DOCUMENT SECTION section start

Pakistan, falling under the category of low income developing countries, needs restructuring and reform to reduce poverty. Apart from focusing on enhancing the economic growth rate, direct poverty eradication measures are needed. Steps taken to strengthen SME and the micro business sector (which can generate large number of employment and self- employment opportunities) through specialised financial institutions and relief in taxation and tariff rates to small and medium-size businesses, are moves in the right direction.
However, the non-availability of necessary infrastructure, particularly utility services is impeding the expansion of this sector. Infrastructure development programme needs to be vigorously pursued as envisaged in the PSDP programme.
Structural reforms need to be directed to both the formal and informal sector for achieving sustained economic growth and removing inequalities. Economic activities must have a favourable impact on the informal sector as well. There are severe social and economic imbalances particularly between urban formal and rural informal sectors. Poverty and unemployment levels are much higher in the rural sector. The lack of employment opportunities reduces household incomes.
Merely providing social safety nets and low cost services for the poor is not a sustained approach towards alleviation of poverty of a magnitude that exists today. Focus should be on the development of human capital through informal and formal employment and exposing the informal sector to new technologies.
Pakistan’s overall poor performance with regard to the education and health sectors has been the main contributor towards aggravating the poverty situation. Education sector reforms aiming at providing education for all, improving the quality of education with emphasis on higher and technical education need to be implemented and monitored vigorously. The country has failed to improve even the enrolment rate at the primary level; the only exception is Punjab where offers of cash incentives have rapidly improved the enrolment rate.
Improvements in the education and health sectors need to be evaluated on the basis of their impact on the development of human capital which is a necessity for achieving sustained high economic growth rates. Social sector reforms in education and health must aim at formulating policies to produce a highly skilled and energetic work force capable of making use of new technologies. Vocational and higher education needs to be promoted on priority basis.
Spending on the health sector has no doubt been enhanced, but still a majority of areas do not have access to health facilities. Despite a significant increase in the number of doctors and paramedical staff, hospitals and dispensaries in rural areas are understaffed and do not have the necessary equipment and apparatus. Due to a lack of effective supervision and monitoring at all levels, the funds allocated for the health sector are widely misused. Reform agenda, in the health sector in particular, must be directed towards improving delivery of services.
The second generation reforms contained in the agenda relate to the restructuring and capacity building of institutions and improving governance at all levels to sustain the process of change.
Restructuring of the financial sector has shown positive results, but restructuring process in certain entities like the Central Board of Revenue have failed to give desired results because their regulatory authorities are dysfunctional.
Revenue mobilisation efforts of CBR are much below the mark. Tax – GDP ratio, instead of showing improvement has fallen back to just over nine per cent. Conflict ridden political environment also impedes the government’s sincere efforts to introduce new measures to remove economic and social imbalances.
However the solution lies with the government itself. Good governance is the pre-condition; it must enforce rules of conduct to achieve harmony in all aspects of national life.

DOCUMENT SECTION section end
MATERIAL SUPPLIED section start

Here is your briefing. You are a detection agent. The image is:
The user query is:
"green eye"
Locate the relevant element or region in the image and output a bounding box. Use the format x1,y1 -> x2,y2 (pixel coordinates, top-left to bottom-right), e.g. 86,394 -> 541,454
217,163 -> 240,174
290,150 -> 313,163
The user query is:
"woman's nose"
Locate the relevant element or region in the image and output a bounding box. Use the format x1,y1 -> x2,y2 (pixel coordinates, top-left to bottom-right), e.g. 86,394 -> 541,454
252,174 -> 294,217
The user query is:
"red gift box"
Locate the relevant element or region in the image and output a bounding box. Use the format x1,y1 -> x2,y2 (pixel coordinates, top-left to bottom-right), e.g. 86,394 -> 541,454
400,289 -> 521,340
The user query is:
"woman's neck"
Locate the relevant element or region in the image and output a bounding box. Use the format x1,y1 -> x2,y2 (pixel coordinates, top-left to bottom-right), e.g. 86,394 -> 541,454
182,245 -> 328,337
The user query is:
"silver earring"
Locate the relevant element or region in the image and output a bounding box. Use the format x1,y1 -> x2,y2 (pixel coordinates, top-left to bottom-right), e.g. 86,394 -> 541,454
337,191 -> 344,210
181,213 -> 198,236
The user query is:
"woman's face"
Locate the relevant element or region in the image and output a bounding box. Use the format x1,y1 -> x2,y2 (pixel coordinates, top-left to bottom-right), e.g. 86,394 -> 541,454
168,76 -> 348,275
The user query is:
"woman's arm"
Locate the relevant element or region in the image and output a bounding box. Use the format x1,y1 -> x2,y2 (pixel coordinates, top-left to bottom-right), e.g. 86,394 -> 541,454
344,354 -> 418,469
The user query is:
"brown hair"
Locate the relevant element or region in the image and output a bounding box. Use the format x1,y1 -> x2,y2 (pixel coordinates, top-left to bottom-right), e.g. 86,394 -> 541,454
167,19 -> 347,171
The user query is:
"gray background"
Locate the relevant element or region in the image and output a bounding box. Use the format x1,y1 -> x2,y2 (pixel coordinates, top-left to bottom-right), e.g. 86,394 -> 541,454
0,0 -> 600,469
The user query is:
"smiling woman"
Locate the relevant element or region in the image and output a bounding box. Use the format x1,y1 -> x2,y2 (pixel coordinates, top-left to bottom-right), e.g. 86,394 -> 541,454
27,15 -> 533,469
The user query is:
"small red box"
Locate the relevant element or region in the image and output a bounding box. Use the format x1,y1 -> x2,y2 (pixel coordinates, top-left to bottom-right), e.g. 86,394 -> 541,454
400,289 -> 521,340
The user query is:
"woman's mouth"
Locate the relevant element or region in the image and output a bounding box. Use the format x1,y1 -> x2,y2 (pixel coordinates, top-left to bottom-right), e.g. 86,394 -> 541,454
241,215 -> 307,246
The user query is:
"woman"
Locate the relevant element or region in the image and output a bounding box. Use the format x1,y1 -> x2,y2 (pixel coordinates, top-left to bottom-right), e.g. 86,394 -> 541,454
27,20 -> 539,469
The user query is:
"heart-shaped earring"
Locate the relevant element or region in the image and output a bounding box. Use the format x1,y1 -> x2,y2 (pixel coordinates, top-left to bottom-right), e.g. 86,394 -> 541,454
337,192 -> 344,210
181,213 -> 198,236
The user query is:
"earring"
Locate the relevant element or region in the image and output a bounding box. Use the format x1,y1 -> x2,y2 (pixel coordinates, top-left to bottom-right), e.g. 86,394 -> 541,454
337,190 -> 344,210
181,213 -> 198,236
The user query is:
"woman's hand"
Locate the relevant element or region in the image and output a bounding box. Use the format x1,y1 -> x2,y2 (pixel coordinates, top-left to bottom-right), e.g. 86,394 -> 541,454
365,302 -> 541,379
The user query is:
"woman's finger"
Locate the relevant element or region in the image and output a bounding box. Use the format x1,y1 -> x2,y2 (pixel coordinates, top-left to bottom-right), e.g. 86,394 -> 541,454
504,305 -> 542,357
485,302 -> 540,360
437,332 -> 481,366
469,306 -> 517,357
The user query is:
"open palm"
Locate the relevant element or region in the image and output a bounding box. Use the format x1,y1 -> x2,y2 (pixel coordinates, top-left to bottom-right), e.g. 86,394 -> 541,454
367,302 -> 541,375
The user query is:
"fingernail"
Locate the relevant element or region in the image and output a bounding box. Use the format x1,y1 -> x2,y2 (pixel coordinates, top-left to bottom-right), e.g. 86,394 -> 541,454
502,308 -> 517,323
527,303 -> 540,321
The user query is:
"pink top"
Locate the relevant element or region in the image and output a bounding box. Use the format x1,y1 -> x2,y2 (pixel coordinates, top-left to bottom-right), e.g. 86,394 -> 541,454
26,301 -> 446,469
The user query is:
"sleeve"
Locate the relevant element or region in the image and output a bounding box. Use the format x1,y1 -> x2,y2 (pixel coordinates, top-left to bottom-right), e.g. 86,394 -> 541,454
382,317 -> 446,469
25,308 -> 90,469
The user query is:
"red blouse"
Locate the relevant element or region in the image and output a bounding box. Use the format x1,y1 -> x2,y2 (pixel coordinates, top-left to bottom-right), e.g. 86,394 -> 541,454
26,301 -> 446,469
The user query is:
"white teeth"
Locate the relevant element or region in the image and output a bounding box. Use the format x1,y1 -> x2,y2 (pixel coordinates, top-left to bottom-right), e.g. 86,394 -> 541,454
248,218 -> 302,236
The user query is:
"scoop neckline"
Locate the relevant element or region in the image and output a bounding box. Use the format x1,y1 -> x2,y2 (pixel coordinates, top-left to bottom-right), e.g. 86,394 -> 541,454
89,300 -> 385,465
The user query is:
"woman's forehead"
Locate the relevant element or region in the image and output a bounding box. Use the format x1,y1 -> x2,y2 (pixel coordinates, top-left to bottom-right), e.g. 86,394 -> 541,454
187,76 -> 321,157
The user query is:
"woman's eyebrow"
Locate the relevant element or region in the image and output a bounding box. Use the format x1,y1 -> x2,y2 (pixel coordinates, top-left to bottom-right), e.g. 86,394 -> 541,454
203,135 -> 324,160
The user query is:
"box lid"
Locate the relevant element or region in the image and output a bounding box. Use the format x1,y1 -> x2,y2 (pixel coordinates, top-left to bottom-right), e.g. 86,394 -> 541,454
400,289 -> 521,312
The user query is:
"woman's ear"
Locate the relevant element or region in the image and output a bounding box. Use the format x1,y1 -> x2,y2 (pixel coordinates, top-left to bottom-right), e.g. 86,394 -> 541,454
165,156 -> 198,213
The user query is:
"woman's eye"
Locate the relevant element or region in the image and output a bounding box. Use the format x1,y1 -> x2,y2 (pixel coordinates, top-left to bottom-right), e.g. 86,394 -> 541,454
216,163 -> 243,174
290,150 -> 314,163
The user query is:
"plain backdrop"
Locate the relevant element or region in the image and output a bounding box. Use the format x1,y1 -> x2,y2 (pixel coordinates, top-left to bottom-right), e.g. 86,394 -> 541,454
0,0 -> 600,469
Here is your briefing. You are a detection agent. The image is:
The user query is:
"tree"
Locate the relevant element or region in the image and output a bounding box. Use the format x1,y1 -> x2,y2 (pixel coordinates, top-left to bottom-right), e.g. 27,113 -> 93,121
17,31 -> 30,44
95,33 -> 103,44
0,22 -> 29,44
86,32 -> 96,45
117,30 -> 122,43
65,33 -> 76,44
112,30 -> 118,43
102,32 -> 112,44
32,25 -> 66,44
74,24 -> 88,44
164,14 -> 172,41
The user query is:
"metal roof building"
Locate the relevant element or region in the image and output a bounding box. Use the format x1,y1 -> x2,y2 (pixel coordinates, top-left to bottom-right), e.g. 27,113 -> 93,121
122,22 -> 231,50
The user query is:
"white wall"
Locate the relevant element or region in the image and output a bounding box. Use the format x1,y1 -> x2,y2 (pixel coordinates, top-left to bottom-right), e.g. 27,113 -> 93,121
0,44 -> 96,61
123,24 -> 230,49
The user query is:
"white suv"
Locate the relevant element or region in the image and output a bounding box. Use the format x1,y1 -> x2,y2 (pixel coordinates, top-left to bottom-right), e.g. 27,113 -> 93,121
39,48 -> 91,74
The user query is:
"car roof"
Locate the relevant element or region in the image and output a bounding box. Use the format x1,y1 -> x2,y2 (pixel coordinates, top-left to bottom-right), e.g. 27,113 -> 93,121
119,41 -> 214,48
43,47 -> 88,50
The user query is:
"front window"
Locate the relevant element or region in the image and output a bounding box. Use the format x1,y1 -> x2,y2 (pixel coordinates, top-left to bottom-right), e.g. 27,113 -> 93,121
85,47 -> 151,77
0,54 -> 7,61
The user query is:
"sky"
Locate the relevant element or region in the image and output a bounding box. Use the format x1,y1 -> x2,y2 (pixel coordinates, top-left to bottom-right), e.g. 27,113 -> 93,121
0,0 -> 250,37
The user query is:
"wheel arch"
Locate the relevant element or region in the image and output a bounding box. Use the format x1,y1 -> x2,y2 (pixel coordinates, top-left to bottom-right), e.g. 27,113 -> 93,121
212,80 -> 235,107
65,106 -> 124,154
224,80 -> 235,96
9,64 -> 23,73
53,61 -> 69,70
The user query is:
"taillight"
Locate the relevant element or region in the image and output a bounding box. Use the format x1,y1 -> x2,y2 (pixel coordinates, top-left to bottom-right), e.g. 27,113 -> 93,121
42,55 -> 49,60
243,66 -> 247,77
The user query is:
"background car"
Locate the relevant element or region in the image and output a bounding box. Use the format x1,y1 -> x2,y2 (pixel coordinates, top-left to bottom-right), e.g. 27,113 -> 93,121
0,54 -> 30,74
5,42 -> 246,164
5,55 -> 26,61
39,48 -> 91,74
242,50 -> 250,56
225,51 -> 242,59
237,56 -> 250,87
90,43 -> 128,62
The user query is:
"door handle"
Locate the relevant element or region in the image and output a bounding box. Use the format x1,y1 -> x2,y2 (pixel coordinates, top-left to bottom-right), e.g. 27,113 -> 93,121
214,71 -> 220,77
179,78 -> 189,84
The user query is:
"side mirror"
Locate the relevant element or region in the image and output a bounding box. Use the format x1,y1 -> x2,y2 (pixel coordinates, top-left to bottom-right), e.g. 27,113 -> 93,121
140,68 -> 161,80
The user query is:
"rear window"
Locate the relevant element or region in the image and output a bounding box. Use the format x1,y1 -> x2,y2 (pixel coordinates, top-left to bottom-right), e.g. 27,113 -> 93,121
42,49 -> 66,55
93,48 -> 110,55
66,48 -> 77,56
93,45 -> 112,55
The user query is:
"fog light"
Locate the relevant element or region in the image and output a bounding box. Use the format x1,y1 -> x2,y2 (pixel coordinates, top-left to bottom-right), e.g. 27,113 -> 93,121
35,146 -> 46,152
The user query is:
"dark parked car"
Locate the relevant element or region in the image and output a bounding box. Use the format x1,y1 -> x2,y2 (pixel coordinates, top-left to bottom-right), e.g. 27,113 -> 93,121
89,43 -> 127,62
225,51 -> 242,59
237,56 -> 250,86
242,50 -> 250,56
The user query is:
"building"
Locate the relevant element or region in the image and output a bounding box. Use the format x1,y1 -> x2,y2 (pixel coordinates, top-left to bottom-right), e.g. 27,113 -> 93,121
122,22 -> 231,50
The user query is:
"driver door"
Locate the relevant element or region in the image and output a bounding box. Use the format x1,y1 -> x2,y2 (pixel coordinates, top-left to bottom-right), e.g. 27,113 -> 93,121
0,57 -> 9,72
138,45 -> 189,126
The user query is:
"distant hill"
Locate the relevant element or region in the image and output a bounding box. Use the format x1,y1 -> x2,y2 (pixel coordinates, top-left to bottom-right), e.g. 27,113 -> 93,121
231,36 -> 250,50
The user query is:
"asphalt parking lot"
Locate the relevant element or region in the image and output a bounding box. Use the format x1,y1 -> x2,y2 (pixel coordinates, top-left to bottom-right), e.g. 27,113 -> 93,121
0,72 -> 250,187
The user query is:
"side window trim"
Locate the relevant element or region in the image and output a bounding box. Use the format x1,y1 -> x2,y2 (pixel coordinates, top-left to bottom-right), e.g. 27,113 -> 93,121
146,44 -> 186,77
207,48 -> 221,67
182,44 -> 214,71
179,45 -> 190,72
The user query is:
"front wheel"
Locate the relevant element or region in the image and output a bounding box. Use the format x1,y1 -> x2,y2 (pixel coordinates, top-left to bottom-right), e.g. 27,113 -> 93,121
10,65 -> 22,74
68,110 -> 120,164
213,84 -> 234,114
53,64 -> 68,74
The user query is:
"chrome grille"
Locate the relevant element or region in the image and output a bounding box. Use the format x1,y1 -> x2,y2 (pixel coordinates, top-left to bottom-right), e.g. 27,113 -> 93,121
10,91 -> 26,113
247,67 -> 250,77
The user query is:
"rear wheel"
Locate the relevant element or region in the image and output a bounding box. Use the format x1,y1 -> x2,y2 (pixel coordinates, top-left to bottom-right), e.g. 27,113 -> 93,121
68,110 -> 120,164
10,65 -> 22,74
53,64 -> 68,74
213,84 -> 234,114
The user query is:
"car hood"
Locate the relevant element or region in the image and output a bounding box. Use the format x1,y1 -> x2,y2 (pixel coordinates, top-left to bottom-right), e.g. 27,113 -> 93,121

MATERIAL SUPPLIED section end

§ TASK ITEM
According to the Pakistan poverty and reform text, where has the primary enrollment rate improved rapidly, and what brought that about?

§ TASK RESPONSE
In Punjab, where offers of cash incentives rapidly improved the enrollment rate.